Dataset entries:
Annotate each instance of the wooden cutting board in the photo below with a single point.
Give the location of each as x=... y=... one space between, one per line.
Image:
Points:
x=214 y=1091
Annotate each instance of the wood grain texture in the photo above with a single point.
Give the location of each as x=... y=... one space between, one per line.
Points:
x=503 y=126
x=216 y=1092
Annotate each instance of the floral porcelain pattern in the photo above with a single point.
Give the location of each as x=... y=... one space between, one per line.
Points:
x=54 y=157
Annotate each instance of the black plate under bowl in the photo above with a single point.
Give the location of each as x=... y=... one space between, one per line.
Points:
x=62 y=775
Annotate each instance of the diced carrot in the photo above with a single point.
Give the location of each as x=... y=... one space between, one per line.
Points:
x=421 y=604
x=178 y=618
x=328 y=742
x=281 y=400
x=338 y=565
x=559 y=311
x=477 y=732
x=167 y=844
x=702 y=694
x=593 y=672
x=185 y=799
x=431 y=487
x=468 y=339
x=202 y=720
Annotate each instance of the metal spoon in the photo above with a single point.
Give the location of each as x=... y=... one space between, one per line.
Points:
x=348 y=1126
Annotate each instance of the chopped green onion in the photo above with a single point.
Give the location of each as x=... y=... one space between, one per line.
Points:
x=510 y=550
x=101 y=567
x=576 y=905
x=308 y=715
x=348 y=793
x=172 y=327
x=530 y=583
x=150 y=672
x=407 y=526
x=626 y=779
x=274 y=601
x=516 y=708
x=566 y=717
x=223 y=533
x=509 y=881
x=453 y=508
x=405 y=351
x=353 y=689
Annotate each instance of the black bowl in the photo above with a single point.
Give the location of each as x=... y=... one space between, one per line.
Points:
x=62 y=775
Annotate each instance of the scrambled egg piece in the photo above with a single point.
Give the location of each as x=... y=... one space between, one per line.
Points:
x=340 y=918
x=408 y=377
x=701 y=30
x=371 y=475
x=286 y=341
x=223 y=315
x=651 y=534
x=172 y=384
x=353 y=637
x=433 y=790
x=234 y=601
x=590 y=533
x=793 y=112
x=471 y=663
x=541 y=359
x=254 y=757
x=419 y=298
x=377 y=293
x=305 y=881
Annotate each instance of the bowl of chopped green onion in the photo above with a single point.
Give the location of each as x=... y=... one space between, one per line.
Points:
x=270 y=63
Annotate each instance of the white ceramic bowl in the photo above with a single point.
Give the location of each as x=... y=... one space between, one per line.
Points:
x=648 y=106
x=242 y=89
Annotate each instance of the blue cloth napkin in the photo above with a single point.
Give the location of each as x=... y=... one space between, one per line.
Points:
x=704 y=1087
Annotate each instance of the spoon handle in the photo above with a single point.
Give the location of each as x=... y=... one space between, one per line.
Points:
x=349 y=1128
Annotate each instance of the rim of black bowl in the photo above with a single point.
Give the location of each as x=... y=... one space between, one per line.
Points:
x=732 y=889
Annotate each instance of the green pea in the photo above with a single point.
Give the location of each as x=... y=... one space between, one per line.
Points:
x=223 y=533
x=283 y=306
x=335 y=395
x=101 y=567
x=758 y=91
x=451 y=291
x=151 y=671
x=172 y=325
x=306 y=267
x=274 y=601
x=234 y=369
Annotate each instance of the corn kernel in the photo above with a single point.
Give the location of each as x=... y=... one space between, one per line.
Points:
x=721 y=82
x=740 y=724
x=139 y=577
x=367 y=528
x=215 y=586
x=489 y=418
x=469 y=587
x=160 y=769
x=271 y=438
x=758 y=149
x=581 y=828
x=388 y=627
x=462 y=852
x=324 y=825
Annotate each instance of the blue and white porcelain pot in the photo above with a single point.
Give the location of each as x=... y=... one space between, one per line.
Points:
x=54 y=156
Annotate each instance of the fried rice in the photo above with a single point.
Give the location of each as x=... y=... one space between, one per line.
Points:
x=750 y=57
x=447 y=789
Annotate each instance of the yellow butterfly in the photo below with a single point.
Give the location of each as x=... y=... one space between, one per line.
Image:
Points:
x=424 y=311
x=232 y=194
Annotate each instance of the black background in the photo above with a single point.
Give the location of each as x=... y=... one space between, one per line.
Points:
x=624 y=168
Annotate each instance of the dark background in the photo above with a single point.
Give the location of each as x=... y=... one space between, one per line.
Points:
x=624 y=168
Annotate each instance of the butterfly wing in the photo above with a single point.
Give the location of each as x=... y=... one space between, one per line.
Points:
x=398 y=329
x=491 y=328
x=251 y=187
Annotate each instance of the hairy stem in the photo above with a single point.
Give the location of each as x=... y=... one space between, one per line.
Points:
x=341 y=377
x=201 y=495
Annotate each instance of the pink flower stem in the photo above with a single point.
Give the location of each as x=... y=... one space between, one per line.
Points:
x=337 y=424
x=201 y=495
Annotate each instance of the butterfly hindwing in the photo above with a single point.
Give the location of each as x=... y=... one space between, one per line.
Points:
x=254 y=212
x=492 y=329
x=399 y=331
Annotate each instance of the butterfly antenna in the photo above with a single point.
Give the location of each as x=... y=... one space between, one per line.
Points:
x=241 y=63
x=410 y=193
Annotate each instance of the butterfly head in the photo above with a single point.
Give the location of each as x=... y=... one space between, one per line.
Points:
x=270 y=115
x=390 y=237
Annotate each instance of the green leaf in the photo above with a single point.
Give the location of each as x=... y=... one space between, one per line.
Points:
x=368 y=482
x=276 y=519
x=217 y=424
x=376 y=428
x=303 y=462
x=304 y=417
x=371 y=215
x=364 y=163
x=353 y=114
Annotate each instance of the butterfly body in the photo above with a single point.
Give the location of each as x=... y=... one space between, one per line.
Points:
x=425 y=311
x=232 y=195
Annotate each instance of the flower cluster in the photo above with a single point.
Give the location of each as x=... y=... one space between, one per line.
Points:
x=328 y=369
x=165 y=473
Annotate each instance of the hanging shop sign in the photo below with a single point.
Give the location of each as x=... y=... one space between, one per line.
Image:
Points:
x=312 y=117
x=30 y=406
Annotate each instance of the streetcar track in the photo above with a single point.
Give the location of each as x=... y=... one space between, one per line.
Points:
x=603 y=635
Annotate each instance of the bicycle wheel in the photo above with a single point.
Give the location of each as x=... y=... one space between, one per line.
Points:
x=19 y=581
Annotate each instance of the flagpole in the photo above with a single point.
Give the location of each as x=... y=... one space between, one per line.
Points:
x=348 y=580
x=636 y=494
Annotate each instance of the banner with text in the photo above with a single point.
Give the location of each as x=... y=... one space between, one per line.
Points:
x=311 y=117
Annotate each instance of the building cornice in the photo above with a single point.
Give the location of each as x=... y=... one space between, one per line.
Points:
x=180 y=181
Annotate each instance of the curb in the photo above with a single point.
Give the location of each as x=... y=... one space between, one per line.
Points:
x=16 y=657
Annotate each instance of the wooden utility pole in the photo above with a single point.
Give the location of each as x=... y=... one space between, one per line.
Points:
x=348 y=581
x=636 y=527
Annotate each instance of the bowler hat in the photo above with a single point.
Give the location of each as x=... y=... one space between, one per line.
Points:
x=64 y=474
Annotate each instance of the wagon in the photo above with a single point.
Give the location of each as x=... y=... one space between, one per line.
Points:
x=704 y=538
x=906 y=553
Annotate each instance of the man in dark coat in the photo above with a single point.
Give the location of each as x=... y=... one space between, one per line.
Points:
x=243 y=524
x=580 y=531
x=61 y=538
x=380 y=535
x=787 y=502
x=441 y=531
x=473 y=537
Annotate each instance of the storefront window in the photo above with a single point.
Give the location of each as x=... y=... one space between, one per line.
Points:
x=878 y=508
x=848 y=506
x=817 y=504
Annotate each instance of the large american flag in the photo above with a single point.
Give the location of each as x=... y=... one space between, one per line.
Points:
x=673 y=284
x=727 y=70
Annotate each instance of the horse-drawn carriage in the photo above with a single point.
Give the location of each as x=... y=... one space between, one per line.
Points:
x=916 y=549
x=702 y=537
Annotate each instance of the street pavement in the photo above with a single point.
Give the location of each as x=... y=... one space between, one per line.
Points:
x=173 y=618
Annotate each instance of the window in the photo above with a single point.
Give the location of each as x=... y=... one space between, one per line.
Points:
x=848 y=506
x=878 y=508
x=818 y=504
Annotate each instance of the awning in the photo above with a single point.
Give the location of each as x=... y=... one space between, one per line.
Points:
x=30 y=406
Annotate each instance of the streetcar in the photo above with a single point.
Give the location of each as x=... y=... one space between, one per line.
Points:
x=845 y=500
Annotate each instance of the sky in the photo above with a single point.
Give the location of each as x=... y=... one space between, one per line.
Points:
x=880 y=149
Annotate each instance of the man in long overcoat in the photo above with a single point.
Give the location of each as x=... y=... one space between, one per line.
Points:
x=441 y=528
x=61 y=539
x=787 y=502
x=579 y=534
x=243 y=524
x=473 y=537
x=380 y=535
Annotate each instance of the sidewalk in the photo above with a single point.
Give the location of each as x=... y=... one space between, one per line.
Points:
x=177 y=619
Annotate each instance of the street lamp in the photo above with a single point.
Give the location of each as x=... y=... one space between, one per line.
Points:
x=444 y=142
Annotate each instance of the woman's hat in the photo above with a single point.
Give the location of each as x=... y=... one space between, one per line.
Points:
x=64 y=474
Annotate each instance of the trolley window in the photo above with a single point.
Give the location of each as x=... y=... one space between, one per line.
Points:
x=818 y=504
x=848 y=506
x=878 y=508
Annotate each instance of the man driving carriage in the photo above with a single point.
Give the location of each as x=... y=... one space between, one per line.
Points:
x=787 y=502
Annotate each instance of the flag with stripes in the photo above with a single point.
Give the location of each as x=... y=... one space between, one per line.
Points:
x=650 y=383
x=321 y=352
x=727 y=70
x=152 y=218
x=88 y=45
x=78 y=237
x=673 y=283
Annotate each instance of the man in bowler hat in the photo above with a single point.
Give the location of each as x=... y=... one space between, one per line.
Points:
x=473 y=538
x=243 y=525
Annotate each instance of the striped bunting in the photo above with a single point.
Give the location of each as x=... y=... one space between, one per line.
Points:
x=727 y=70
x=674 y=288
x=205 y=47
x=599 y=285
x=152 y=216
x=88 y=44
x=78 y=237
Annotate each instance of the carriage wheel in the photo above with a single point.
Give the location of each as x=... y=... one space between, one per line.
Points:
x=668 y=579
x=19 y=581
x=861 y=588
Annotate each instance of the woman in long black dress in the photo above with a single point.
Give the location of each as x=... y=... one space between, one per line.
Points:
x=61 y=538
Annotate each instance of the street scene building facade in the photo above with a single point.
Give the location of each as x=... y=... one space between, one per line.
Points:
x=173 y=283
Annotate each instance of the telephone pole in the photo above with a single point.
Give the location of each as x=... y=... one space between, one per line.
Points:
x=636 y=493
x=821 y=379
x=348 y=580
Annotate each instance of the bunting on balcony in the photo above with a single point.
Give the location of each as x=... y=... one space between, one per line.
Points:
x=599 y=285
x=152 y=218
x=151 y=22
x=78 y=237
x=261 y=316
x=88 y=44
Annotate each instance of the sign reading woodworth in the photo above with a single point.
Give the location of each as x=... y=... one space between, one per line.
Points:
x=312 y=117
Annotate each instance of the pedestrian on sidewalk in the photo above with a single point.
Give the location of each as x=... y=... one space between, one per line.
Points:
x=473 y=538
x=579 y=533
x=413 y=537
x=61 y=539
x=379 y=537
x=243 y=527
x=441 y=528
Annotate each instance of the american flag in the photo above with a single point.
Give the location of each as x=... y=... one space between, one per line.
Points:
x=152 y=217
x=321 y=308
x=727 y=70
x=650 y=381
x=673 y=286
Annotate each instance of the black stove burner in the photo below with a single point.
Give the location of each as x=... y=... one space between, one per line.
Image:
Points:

What you need to do
Would you copy, unchanged, the stretch of the records above that begins at the line containing "Annotate each instance of the scrambled" and ends at the line containing "Annotate each instance of the rim", and only that?

Result below
Annotate each instance of the scrambled egg piece in the photo above with a single point.
Give the location of each as x=... y=... one space between, one per line.
Points:
x=340 y=918
x=408 y=377
x=701 y=30
x=371 y=475
x=286 y=341
x=223 y=315
x=651 y=534
x=172 y=384
x=353 y=637
x=433 y=790
x=234 y=601
x=590 y=533
x=793 y=112
x=471 y=663
x=541 y=359
x=254 y=757
x=419 y=298
x=377 y=293
x=305 y=881
Annotate each instance of the bowl of chopped green onion in the photo above with a single point.
Give the location of each as x=... y=... one space between, one per line.
Points:
x=270 y=63
Annotate each instance of the white ceramic bowl in the photo above with a single point.
Give the location of each as x=... y=... one space between, one per line.
Points:
x=648 y=106
x=242 y=89
Annotate each instance of the blue cloth napkin in the photo above with a single point.
Give the location of each as x=... y=... one space between, one per line.
Points:
x=704 y=1087
Annotate each instance of the spoon handle in the photo above with a single point.
Give the location of each as x=... y=... one space between, one per line.
Points:
x=349 y=1128
Annotate each instance of the rim of black bowl in the photo above with a single point.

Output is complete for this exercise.